=== EXCERPT ===
A logo of MEUN: an owl sitting on a street with the MEUN map in the background.
MEUN: treasures in your neighbourhood

Last year, I participated in the Advent of Code challenge and used that opportunity to dig a bit into the Rust universe. That was quite a morish adventure, and to continue on that journey I was looking for small but practically “problems” that can be solved using rust. Under the supervision of an artificial and a natural intelligence, it all started with text recognition in images, followed by a lot of parallel computing (which is really nice in rust!), crawlers, web services, a bit of web assembly, etc…

And accidentally, half a year later a usable tool emerged:

MEUN: Rostock’s largest furniture exchange and upcycling network.

On an interactive map at meun.codeahoi.de users can find all kinds of gems in urban regions, such as Sperrmüll (eg. old furniture or e-waste) and places to share books and clothes. Currently, MEUN focuses on the Rostock region, but there is no technical limitation – it’s simply the region I’m most familiar with ;-)
===
TASK STATEMENT: Write the next part of the MEUN post, picking up right after its last line.
=== RECORDS ===
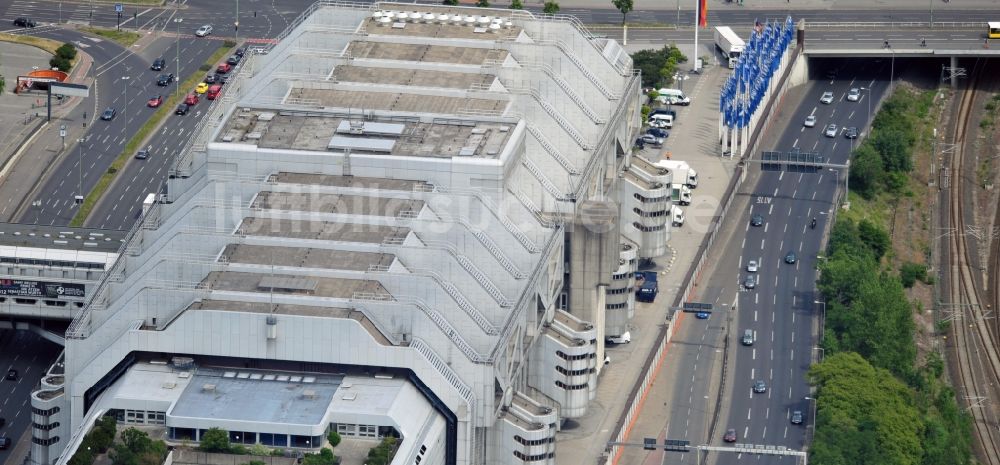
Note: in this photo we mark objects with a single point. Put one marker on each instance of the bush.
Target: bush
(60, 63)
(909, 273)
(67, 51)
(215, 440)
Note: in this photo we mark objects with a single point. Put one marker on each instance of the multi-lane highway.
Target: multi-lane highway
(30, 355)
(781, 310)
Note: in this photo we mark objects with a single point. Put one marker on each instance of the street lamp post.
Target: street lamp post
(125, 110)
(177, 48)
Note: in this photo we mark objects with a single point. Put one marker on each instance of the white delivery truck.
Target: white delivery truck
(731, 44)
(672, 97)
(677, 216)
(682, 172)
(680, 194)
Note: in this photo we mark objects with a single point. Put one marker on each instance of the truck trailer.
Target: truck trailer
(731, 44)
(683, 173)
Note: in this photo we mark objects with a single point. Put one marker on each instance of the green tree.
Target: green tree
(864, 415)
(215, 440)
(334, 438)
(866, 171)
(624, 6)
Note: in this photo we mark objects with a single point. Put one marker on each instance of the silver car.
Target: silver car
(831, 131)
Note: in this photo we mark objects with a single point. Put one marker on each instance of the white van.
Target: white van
===
=== RECORDS ===
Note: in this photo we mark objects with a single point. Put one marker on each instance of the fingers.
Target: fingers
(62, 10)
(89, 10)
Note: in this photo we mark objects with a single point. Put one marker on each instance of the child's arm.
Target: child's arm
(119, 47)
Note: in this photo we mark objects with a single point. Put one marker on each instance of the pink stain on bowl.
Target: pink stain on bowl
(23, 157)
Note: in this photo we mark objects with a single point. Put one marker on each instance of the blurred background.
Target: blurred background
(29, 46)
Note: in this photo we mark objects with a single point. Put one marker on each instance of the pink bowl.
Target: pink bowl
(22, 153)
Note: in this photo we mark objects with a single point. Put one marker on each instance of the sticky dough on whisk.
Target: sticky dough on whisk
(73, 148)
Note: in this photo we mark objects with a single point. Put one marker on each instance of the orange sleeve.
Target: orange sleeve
===
RESULT OF THIS TASK:
Technical highlights

MEUN stores it’s data in a PostgreSQL, extended with PostGIS for support with geographic data. The backend service is written in Rust using the Axum framework. Users can register with an email address - there are no passwords in the classical sense. If you register or if you want to login MEUN will send a random one-time password per email, which is valid for an hour. Sessions are realised using axum_sessions. However, the whole “platform” is designed to not require any logins. You can just open MEUN and start browsing through points of interest and create new ones if you discover gems in your urban digressions.

The background vector tiles come from Maptiler. I also use other Maptiler features, such as the coordinate-to-address lookup. MEUN’s PostGIS map data is served by Tegola. The frontend is developed in Angular. The map is integrated using ngx-maplibre-gl and the client state is managed with Elf.

Finally, I need to emphasise that I did not realise all that alone. I never did something useful with Rust before and I haven’t had much experience with geographic information systems (GIS), so I’m really that I received a lot of help by ChatGPT! Not only with the programming, but also with wording and brainstorming and even the acronym. Without ChatGPT, I would never have thought of building “Rostock’s largest furniture exchange and upcycling network!” ;-)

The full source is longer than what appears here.